[Coordinate annotation entries]
(begin)
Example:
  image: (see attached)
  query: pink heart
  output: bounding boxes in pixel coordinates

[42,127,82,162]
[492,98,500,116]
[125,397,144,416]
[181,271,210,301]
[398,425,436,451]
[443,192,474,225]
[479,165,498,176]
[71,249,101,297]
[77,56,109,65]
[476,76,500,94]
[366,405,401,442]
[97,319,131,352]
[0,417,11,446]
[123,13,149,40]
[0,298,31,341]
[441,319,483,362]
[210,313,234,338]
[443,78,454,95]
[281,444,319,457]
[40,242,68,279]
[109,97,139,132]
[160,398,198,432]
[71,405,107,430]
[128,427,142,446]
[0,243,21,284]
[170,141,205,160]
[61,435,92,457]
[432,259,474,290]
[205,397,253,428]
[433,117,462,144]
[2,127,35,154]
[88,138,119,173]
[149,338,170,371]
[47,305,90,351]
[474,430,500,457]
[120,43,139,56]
(end)
> [Exercise objective] Rewrite the lines above, replacing "pink heart" with "purple heart" and leaving everything else unchanged.

> [Reply]
Example:
  image: (see attached)
  query: purple heart
  output: bounding boxes in pixel coordinates

[42,127,82,162]
[492,98,500,116]
[125,397,144,416]
[181,271,210,301]
[398,425,436,451]
[443,192,474,225]
[479,165,498,176]
[71,249,101,297]
[77,56,109,65]
[476,76,500,94]
[366,405,401,442]
[97,319,131,352]
[0,417,11,446]
[123,13,149,40]
[0,298,31,341]
[441,319,483,362]
[210,313,234,338]
[443,78,454,95]
[281,444,319,457]
[40,242,68,279]
[109,97,139,132]
[160,398,198,432]
[71,405,107,430]
[128,427,142,446]
[0,243,21,284]
[170,141,205,160]
[61,435,92,457]
[432,259,474,290]
[205,397,253,428]
[433,117,462,144]
[2,127,35,154]
[88,138,119,173]
[149,338,170,371]
[47,305,90,351]
[474,430,500,457]
[120,43,139,56]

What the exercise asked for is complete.